__Work required__
Reproduce the line that contains "Return the mask of every instance of the <item>yellow" and every line after it through the end of the records, exactly, with nothing added.
begin Records provided
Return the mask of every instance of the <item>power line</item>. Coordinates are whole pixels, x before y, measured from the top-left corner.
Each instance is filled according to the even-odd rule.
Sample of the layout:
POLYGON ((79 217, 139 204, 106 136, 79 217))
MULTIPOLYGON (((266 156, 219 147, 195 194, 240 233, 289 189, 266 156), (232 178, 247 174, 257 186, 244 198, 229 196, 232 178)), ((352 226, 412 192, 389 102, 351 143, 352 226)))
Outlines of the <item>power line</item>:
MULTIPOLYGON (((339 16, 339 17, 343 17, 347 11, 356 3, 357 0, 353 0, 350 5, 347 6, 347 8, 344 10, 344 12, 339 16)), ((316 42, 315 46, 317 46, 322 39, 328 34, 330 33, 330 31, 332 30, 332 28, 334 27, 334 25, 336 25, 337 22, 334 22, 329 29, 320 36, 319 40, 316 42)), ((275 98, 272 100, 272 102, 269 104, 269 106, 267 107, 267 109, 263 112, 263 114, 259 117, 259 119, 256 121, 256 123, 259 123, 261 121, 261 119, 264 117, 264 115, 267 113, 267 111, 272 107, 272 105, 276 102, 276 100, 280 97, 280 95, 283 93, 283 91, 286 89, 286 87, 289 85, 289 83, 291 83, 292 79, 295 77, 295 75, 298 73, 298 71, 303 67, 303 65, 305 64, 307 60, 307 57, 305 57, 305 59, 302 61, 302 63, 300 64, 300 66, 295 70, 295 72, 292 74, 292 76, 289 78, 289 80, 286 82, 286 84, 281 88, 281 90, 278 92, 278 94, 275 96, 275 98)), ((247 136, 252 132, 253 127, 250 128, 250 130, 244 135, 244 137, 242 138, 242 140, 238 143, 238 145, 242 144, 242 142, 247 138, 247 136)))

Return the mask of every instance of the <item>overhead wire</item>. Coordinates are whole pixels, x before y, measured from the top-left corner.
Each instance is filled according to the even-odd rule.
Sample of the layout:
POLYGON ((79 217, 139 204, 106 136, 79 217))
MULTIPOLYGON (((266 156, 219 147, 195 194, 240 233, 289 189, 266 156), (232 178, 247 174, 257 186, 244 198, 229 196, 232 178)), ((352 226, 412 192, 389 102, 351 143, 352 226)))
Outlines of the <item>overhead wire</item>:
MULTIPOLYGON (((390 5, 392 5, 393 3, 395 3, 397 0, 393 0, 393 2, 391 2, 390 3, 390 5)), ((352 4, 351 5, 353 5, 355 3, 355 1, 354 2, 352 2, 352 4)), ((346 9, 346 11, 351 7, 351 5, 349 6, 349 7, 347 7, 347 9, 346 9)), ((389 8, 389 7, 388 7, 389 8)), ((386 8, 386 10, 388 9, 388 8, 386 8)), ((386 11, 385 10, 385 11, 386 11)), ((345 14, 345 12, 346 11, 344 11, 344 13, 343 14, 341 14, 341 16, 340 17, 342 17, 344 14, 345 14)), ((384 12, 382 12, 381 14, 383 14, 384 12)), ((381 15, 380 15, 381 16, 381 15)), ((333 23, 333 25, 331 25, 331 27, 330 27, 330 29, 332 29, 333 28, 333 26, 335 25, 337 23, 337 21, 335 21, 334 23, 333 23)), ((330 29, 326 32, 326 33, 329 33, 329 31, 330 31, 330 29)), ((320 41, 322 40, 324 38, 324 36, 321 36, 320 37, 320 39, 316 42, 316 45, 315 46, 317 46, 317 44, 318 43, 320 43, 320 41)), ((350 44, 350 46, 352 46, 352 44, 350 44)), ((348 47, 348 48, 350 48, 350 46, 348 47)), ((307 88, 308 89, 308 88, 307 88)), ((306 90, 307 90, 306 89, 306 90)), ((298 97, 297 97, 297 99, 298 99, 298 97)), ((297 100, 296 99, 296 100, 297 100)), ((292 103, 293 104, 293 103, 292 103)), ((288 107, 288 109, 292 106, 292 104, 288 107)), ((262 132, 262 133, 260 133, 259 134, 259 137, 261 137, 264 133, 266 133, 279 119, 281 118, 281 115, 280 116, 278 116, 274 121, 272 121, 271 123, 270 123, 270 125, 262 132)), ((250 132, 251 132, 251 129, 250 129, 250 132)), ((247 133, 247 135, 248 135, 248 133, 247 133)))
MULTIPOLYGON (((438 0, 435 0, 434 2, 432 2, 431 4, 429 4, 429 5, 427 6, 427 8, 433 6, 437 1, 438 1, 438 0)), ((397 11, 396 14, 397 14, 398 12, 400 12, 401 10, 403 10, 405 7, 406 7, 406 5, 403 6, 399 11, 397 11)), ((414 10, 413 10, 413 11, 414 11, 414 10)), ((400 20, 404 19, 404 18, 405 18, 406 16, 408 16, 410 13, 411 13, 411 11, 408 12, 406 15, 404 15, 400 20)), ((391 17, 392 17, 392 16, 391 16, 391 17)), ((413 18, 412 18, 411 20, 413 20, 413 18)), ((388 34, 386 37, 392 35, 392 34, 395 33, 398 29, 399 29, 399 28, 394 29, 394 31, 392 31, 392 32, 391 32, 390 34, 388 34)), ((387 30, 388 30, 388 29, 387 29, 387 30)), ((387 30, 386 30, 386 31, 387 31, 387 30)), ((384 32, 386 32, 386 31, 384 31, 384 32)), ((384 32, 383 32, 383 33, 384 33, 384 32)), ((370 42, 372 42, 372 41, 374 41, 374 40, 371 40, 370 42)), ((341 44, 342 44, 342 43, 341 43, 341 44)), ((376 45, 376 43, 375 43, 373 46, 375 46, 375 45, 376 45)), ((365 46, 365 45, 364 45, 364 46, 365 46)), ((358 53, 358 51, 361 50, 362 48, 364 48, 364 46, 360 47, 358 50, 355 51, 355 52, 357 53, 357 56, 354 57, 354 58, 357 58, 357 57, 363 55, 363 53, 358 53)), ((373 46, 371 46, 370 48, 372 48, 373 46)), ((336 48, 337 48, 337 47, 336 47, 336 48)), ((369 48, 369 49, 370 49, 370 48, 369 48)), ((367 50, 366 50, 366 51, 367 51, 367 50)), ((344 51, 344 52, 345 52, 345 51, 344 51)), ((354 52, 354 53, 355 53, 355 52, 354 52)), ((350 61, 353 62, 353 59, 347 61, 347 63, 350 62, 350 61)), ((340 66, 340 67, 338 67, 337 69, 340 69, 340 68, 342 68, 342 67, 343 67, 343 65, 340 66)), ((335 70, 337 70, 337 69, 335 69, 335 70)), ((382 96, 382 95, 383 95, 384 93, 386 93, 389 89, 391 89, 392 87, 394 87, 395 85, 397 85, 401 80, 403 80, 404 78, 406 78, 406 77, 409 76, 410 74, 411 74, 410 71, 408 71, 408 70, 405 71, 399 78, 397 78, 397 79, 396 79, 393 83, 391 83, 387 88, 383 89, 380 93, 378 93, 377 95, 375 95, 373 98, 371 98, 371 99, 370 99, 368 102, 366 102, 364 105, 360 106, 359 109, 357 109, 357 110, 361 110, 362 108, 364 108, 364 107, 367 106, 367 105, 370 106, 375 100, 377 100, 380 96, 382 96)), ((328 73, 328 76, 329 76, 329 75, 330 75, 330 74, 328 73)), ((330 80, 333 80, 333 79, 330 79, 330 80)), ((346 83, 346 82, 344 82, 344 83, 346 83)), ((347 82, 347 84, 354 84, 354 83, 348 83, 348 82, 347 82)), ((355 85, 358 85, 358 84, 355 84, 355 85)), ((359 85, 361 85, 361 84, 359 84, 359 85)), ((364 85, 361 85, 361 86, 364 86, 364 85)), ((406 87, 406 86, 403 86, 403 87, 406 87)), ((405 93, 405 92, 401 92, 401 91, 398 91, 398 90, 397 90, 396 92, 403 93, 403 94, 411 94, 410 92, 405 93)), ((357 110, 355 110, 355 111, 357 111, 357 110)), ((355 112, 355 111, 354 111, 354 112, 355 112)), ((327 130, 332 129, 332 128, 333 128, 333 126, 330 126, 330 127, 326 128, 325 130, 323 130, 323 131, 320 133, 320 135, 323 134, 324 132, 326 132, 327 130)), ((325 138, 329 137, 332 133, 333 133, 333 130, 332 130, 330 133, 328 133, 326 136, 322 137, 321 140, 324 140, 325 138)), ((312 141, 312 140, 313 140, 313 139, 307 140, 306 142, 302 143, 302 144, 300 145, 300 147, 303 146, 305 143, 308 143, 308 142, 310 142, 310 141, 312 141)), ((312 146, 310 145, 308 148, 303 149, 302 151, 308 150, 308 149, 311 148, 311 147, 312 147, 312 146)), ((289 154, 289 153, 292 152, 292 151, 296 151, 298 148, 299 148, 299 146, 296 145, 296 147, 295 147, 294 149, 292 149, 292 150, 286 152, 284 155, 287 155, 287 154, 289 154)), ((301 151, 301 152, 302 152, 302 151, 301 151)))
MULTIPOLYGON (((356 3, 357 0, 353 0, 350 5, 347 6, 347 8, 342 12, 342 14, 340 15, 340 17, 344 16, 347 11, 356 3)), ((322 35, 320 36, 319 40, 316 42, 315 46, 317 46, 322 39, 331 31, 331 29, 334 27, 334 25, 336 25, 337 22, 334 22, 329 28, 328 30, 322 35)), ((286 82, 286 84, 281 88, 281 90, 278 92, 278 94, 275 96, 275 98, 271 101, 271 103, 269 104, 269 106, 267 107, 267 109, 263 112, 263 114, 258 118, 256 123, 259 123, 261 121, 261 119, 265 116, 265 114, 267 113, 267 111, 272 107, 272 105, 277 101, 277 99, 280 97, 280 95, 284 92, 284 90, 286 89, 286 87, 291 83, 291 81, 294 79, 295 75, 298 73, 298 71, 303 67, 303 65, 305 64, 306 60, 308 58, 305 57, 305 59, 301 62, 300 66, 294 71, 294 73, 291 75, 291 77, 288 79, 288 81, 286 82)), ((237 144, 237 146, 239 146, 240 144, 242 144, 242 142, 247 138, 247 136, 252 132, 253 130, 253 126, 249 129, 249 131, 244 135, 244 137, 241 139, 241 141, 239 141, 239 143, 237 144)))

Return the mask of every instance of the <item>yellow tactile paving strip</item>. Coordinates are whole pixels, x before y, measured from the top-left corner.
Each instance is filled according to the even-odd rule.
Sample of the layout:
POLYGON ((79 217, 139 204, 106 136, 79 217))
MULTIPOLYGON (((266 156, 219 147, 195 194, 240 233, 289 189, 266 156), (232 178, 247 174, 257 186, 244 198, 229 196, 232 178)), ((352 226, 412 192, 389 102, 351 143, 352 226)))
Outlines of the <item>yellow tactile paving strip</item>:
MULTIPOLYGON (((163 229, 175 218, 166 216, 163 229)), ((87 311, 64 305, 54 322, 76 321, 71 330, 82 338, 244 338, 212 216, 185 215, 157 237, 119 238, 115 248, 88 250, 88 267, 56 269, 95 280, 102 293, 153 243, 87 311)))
end Records provided
__Correct result__
Return the mask of every instance of the <item>yellow tactile paving strip</item>. Coordinates are whole pixels, x before y, measured from the top-left corner.
Each instance is filled according to the even-odd rule.
Sample of the layout:
POLYGON ((79 217, 139 204, 106 136, 79 217))
MULTIPOLYGON (((266 156, 219 147, 195 194, 240 233, 289 189, 266 156), (232 178, 247 174, 257 186, 244 198, 229 196, 232 178)), ((352 226, 412 192, 389 102, 351 143, 352 226)))
Outlines of the <item>yellow tactile paving strip</item>:
MULTIPOLYGON (((163 229, 175 218, 166 216, 163 229)), ((87 311, 64 305, 54 322, 76 321, 71 330, 82 338, 244 338, 212 216, 185 215, 157 237, 119 238, 115 248, 88 250, 88 267, 56 269, 95 280, 102 293, 153 243, 87 311)))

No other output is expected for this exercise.